## Exercise description:
Could you reproduce the forum thread about the '89 Maxima's dead wipers word for word?

# '89 Max wipers not working.



## dirtyhands0321 (Jan 23, 2008)

Hey fellas new to the forum. I just bought an old '89 Maxima that has been sitting for almost two years, and have been slowly pecking at bits and peices. Anyways, I have power at fuse box, fuse not blown, than no power to relay under the hood for the wipers. I'm guessing its either the switch or broken wire, might be the ladder since I the previous owner(not releasing his country of origin) decided it was cool to slice into a wire harness for the hell of it! Well just wondering if anyone has a wire diagram for the wipers or could point me into the proper direction. All in all, the car is great except when it rains and you can't see s$%1! Also I noticed that the washer fluid pump does not work as well, isn't there like a timing unit that controls a bunch of stuff including the wipers? Thanks guys, be easy on me, I'm a Nissan Virgin!:fluffy:


----------



## internetautomart (Mar 8, 2004)

get a test light and check for power coming from the switch when you put it on high at the switch's CONNECTOR. if there is no power there, then you need to check for power going into the switch.
Have fun!


----------



## dirtyhands0321 (Jan 23, 2008)

I found out what the problem was: There was a piggy back connector for an aftermarket sunroof, it was piggybacking off the wiper fuse which in turn spread the fuse connector which was not providing power to the motor! I found that out after I ripped relay boxes apart the steering console, the wiper motor, and a slew of other crap! Well now I'm off to rip apart the doors to fix some window motors, Thanks guys,

-----------Dirtyhands


----------

## Available data:

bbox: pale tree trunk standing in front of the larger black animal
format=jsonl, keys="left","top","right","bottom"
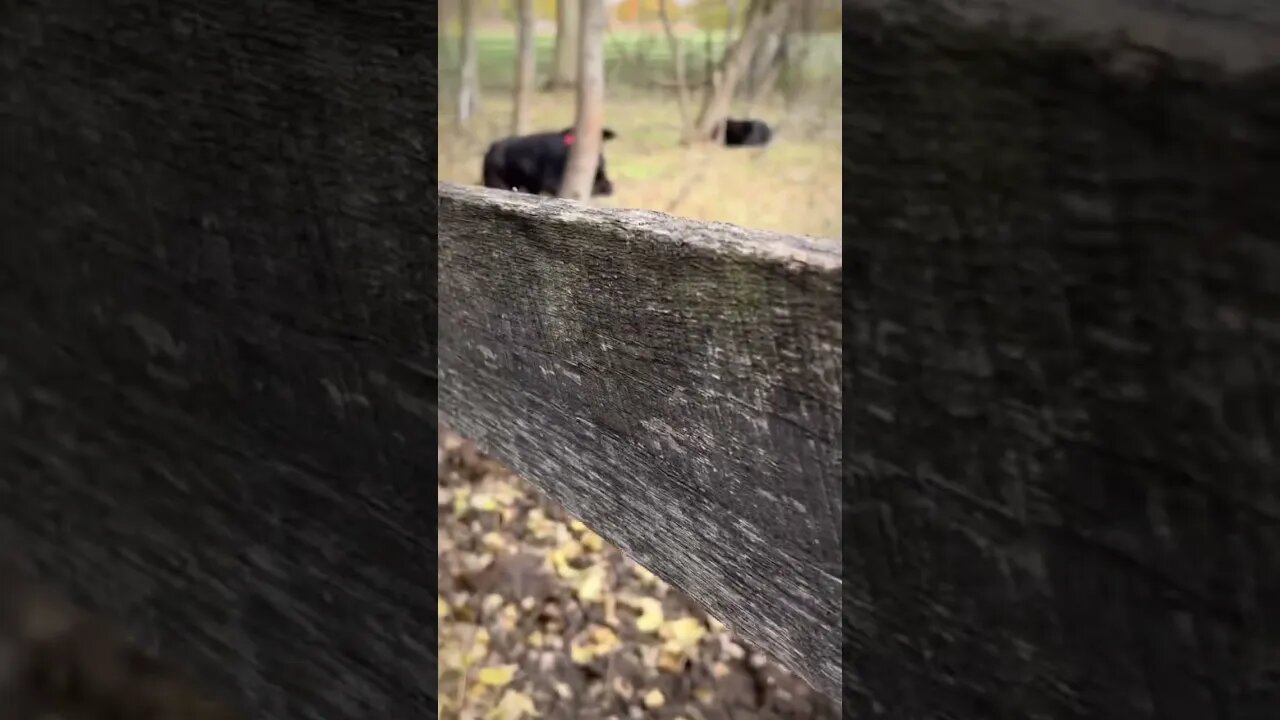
{"left": 561, "top": 0, "right": 604, "bottom": 200}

## Output below:
# '89 Max wipers not working.



## dirtyhands0321 (Jan 23, 2008)

Hey fellas new to the forum. I just bought an old '89 Maxima that has been sitting for almost two years, and have been slowly pecking at bits and peices. Anyways, I have power at fuse box, fuse not blown, than no power to relay under the hood for the wipers. I'm guessing its either the switch or broken wire, might be the ladder since I the previous owner(not releasing his country of origin) decided it was cool to slice into a wire harness for the hell of it! Well just wondering if anyone has a wire diagram for the wipers or could point me into the proper direction. All in all, the car is great except when it rains and you can't see s$%1! Also I noticed that the washer fluid pump does not work as well, isn't there like a timing unit that controls a bunch of stuff including the wipers? Thanks guys, be easy on me, I'm a Nissan Virgin!:fluffy:


----------



## internetautomart (Mar 8, 2004)

get a test light and check for power coming from the switch when you put it on high at the switch's CONNECTOR. if there is no power there, then you need to check for power going into the switch.
Have fun!


----------



## dirtyhands0321 (Jan 23, 2008)

I found out what the problem was: There was a piggy back connector for an aftermarket sunroof, it was piggybacking off the wiper fuse which in turn spread the fuse connector which was not providing power to the motor! I found that out after I ripped relay boxes apart the steering console, the wiper motor, and a slew of other crap! Well now I'm off to rip apart the doors to fix some window motors, Thanks guys,

-----------Dirtyhands


----------